**What you need to do**
What this exercise calls for is an exact copy of the data.

** Opening Records supplied block **

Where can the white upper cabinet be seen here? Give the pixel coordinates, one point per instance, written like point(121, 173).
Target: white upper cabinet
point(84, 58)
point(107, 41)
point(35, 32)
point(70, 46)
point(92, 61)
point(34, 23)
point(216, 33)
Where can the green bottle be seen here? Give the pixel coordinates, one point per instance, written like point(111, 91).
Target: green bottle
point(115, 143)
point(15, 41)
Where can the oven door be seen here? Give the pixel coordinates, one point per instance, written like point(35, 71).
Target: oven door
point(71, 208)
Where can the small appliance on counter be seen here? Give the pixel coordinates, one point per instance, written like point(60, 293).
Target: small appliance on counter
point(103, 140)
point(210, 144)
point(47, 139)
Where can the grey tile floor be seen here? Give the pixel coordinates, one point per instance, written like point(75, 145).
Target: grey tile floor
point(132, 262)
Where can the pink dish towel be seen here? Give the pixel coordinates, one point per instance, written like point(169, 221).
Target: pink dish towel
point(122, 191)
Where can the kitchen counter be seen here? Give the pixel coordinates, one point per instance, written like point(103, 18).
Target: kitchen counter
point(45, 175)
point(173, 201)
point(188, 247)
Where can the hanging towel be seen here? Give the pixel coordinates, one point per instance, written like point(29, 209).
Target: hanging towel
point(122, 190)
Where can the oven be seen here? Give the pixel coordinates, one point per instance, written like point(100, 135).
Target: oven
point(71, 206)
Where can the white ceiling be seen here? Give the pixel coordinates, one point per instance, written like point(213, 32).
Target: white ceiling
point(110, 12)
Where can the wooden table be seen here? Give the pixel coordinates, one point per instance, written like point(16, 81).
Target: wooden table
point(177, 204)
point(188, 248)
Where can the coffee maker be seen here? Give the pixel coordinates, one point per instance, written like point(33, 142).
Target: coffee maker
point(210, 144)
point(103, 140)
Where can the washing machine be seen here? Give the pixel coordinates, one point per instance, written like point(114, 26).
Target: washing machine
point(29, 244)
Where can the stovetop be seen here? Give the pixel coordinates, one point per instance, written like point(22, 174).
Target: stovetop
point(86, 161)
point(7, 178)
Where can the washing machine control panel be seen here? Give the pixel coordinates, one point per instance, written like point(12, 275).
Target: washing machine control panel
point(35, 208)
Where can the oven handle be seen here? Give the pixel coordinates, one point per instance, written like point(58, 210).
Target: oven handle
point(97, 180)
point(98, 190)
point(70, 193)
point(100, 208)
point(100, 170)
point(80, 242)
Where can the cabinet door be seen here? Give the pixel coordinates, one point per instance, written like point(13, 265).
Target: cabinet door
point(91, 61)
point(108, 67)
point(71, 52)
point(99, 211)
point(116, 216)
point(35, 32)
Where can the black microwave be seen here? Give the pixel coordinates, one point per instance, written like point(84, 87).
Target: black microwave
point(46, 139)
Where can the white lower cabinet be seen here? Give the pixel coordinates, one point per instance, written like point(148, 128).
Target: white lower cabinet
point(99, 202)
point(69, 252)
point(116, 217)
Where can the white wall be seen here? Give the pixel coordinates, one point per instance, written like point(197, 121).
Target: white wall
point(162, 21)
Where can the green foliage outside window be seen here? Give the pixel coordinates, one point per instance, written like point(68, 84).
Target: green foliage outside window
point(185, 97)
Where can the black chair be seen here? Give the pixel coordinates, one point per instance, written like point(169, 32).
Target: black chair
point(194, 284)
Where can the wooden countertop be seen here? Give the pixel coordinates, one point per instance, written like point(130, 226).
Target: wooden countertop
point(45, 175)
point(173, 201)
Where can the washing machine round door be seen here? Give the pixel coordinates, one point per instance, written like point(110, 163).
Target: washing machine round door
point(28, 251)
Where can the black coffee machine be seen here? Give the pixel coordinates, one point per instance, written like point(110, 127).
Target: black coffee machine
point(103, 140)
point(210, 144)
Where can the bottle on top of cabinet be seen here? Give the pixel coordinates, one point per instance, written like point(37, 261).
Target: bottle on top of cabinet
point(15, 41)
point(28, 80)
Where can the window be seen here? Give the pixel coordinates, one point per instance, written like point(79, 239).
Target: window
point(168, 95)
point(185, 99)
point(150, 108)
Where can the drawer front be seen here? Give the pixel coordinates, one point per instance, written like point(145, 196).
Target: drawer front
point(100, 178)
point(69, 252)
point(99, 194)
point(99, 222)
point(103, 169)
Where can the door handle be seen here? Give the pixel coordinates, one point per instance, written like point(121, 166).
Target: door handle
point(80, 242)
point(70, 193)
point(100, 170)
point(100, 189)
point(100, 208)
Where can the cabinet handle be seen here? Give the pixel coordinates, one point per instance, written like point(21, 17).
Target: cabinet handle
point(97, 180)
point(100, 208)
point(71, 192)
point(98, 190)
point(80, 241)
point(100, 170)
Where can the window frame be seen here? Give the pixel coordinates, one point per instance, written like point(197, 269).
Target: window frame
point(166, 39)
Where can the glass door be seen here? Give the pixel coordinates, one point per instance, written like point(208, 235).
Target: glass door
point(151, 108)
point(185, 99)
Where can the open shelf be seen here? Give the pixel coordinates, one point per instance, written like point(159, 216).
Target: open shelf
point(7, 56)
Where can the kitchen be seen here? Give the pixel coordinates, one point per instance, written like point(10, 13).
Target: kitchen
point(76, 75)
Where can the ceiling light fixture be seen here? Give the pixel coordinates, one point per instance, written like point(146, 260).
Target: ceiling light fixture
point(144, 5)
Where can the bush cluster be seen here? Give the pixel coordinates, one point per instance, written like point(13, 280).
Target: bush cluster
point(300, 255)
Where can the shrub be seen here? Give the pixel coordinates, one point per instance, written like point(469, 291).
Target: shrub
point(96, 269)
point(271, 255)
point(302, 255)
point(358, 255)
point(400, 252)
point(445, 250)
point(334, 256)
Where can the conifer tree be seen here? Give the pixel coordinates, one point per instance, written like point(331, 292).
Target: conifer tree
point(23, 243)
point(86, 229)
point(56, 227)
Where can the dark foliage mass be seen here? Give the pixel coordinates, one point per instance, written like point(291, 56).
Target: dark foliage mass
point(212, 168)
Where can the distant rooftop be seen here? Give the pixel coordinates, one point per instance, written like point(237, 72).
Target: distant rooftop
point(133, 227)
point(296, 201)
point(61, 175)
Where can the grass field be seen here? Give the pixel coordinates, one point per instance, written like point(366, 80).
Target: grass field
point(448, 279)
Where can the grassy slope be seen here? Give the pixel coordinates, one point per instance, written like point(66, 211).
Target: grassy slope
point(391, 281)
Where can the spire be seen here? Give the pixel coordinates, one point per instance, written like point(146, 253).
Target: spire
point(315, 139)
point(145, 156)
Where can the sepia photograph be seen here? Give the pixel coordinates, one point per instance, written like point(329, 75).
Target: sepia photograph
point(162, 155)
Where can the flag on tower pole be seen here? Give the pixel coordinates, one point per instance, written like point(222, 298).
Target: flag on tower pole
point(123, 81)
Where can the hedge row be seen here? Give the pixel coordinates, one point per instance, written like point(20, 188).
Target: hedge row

** Closing Records supplied block **

**Solved exercise**
Where can the white upper cabinet be seen here? Give the pixel coordinates, one point per instance, written like point(121, 173).
Target: white upper cabinet
point(84, 58)
point(107, 41)
point(35, 32)
point(70, 46)
point(92, 61)
point(34, 23)
point(216, 33)
Where can the green bottle be seen here? Give the pixel coordinates, one point per instance, written like point(111, 91).
Target: green bottle
point(115, 143)
point(15, 41)
Where can the oven door be seen here? Give the pixel coordinates, one point per instance, written like point(35, 71).
Target: oven door
point(71, 208)
Where can the small appliance on counter be seen here? Give the pixel coordinates, one point per instance, written like point(60, 293).
Target: small appliance on counter
point(103, 140)
point(210, 144)
point(47, 139)
Where can the grey tile floor be seen here? Give the pixel coordinates, one point per instance, written like point(75, 145).
Target: grey tile floor
point(132, 262)
Where can the pink dish towel be seen here? Give the pixel coordinates, one point per instance, written like point(169, 221).
Target: pink dish towel
point(122, 191)
Where can the kitchen counter be seen here? Give the pixel coordinates, one point per instance, written like point(103, 18).
Target: kitchen counter
point(45, 175)
point(173, 201)
point(188, 247)
Where can the hanging towel be seen here? Give the pixel coordinates, one point per instance, written like point(29, 209).
Target: hanging towel
point(122, 190)
Where can the oven be seen here? Give the pixel coordinates, one point per instance, written like point(100, 135).
Target: oven
point(71, 206)
Where can the white ceiling be seen here? Give the pixel coordinates, one point per instance, written like point(213, 32).
Target: white ceiling
point(110, 12)
Where can the wooden table be seen here? Give the pixel coordinates, one point per instance, written like point(16, 81).
Target: wooden table
point(177, 204)
point(188, 248)
Where can the coffee maker be seen here? Give the pixel coordinates, one point per instance, written like point(33, 142).
Target: coffee maker
point(210, 144)
point(103, 140)
Where can the washing machine be seen here? Give the pixel coordinates, one point per instance, written like point(114, 26).
Target: washing machine
point(29, 244)
Where can the stovetop be seen here? Give the pixel coordinates, one point per instance, written like point(22, 174).
Target: stovetop
point(86, 161)
point(7, 178)
Where can the washing machine control panel be seen here? Give the pixel coordinates, one point per instance, written like point(12, 275).
Target: washing machine control panel
point(35, 208)
Where can the oven handle be seen here? Give the pixel coordinates, one point per instance, written like point(58, 210).
Target: oven handle
point(97, 180)
point(98, 190)
point(70, 193)
point(100, 208)
point(100, 170)
point(80, 242)
Where can the cabinet door be seen here? Give the pixel coordinates, one point per instance, written like point(13, 265).
Target: cabinet door
point(91, 61)
point(108, 67)
point(71, 52)
point(99, 211)
point(116, 216)
point(35, 32)
Where can the black microwave be seen here? Give the pixel coordinates, one point per instance, written like point(84, 87).
Target: black microwave
point(46, 139)
Where can the white lower cabinet be seen here? Give the pixel coordinates, one point per instance, written like point(148, 128).
Target: white lower cabinet
point(99, 202)
point(69, 252)
point(116, 217)
Where can the white wall be seen here? Give the pixel coordinates, one point per instance, written like point(197, 121).
Target: white wall
point(162, 21)
Where can the green foliage outside window be seen here? Give the pixel coordinates, one point per instance, written like point(68, 84).
Target: green foliage outside window
point(185, 97)
Where can the black chair be seen here? Give the pixel coordinates, one point per instance, written like point(169, 32).
Target: black chair
point(194, 284)
Where can the wooden countertop be seen here? Give the pixel coordinates, one point per instance, written like point(130, 226).
Target: wooden countertop
point(45, 175)
point(173, 201)
Where can the washing machine round door be seen here? Give the pixel coordinates, one point per instance, written like point(110, 163).
Target: washing machine round door
point(28, 251)
Where can the black coffee machine be seen here? Give the pixel coordinates, one point per instance, written like point(110, 127).
Target: black coffee machine
point(103, 140)
point(210, 144)
Where can the bottle on top of cabinet be seen here? Give the pixel coordinates, one point per instance, written like point(37, 261).
Target: bottle on top of cabinet
point(15, 41)
point(28, 80)
Where can the window be seen here? Give the pixel coordinates, one point per instance, written like point(79, 239).
Target: window
point(168, 95)
point(185, 99)
point(150, 108)
Where can the drawer front be seen here? Give the pixel coordinates, one point per instance, written like point(145, 196).
Target: drawer front
point(100, 178)
point(69, 252)
point(99, 194)
point(99, 222)
point(103, 169)
Where can the door handle be seen here? Give the pixel coordinates, one point per instance, written like point(121, 166).
Target: door handle
point(80, 242)
point(70, 193)
point(100, 170)
point(100, 189)
point(100, 208)
Where can the cabinet handle be seen here? Give the pixel coordinates, one point per instance, written like point(21, 17).
Target: cabinet handle
point(97, 180)
point(100, 208)
point(71, 192)
point(98, 190)
point(80, 241)
point(100, 170)
Where can the window frame be seen here? Give the pixel coordinates, one point per instance, written like point(197, 269).
Target: window frame
point(166, 39)
Where can the glass door be seen here? Give the pixel coordinates, one point per instance, written like point(208, 235).
Target: glass door
point(151, 108)
point(185, 99)
Where can the open shelf be seen here? Give the pixel coordinates, one point per instance, written like point(159, 216).
Target: open shelf
point(7, 56)
Where can the kitchen be seen here? Give the pixel coordinates, one point per instance, written like point(10, 13).
Target: kitchen
point(76, 75)
Where can the ceiling light fixture be seen here? Give the pixel coordinates, one point per instance, written like point(146, 260).
Target: ceiling light fixture
point(144, 5)
Where can the bush cluster be seen here? Give the pixel coordinates, one point per instance, written like point(13, 280).
Target: bush cluster
point(300, 255)
Where can the shrub be seen here? Give the pixel coordinates, one point per instance, written like point(469, 291).
Target: shrub
point(96, 269)
point(271, 255)
point(302, 255)
point(358, 255)
point(400, 252)
point(445, 250)
point(334, 256)
Where can the conifer tree be seen here? Give the pixel coordinates, one point per instance, written like point(331, 292).
Target: conifer tree
point(23, 243)
point(86, 229)
point(56, 227)
Where can the dark foliage mass be seen here? Give the pixel coordinates, one point per instance, written like point(291, 56).
Target: dark foliage mass
point(212, 168)
Where can the distant rooftop be seen here? Give the pixel coordinates, one point per instance, written like point(237, 72).
Target: distant rooftop
point(133, 227)
point(296, 201)
point(61, 175)
Where can the grass field be seen here? Give the pixel coordinates, one point per instance, written like point(366, 80).
Target: grass field
point(448, 279)
Where can the grassy slope be seen here? Give the pixel coordinates, one point per instance, written like point(66, 211).
Target: grassy slope
point(391, 281)
Where can the spire be seen here? Give the pixel coordinates, one point per instance, written like point(146, 253).
Target: spire
point(315, 139)
point(145, 156)
Where can the sepia photograph be seen here? Give the pixel coordinates, one point per instance, written like point(329, 75).
Target: sepia photograph
point(162, 155)
Where can the flag on tower pole be seen here? Give the pixel coordinates, one point per instance, written like point(222, 298).
Target: flag on tower pole
point(123, 81)
Where can the hedge row be seen here? Give the pixel coordinates, one point per instance, written like point(20, 188).
Target: hedge row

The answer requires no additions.